**Requirements**:
Give back all of the material below word for word, leaving out the pictures.

++++ Records to process ++++

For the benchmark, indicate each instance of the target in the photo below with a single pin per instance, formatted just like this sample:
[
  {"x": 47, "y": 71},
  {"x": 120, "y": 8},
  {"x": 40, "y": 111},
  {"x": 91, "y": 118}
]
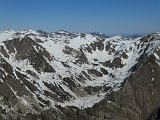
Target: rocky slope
[{"x": 65, "y": 76}]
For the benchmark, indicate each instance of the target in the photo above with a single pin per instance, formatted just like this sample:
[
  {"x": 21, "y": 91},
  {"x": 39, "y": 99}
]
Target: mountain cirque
[{"x": 76, "y": 76}]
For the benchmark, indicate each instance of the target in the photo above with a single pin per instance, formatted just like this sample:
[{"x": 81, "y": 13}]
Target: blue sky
[{"x": 106, "y": 16}]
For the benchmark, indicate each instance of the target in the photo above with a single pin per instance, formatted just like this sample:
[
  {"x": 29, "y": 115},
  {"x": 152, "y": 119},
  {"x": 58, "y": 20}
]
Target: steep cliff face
[{"x": 65, "y": 75}]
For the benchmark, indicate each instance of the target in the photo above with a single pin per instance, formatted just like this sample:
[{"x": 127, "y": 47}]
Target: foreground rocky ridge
[{"x": 66, "y": 75}]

++++

**Result for this exercise**:
For the benchmark, indicate each instance of the target in the photo below with a single pin per instance, formatted just like this sample:
[
  {"x": 47, "y": 71},
  {"x": 120, "y": 8},
  {"x": 40, "y": 111},
  {"x": 91, "y": 118}
]
Target: rocky slope
[{"x": 65, "y": 76}]
For the benchmark, indicate each instance of the target in the photo above with a single pin per instance, formatted just like this sample:
[
  {"x": 21, "y": 91},
  {"x": 39, "y": 99}
]
Target: mountain cirque
[{"x": 76, "y": 76}]
For the benchmark, indicate each instance of the target in the photo above with a single pin per instance, formatted just like this sample:
[{"x": 81, "y": 13}]
Target: blue sky
[{"x": 106, "y": 16}]
For the benchmark, indicate each instance of the target in the photo above with a single pin per instance, formatted just like this sample:
[
  {"x": 29, "y": 115},
  {"x": 152, "y": 119},
  {"x": 58, "y": 20}
]
Target: steep cliff face
[{"x": 65, "y": 75}]
For the benchmark, indicate each instance of the target in the photo above with a single pin per instance, formatted just like this sample:
[{"x": 127, "y": 47}]
Target: foreground rocky ridge
[{"x": 66, "y": 75}]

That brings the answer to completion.